Arbeitsauftrag ▸
Wie viele Fragen stellen sich laut dem folgenden Textauszug?

Vorweg: Für mich ist die Kritik bezüglich des Publikums völlig verständlich und ich finde es absolut legitim, das Forum zum Luftablassen zu benutzen. Ich möchte auch keine Becherpinkler und andere Phänomene in Schutz nehmen, aber es fällt doch auf, dass in letzter Zeit immer mehr Unmut laut wird. Für mich stellen sich genau zwei Fragen:
1. Wo liegt der Hund begraben? Weshalb ziehen die Hosen ein solches Publikum an?

Vorliegende Daten ▸

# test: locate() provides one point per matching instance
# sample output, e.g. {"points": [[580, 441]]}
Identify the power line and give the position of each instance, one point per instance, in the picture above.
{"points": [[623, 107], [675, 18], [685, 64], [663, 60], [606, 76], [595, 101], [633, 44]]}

Ergebnis ▸
Genau zwei Fragen.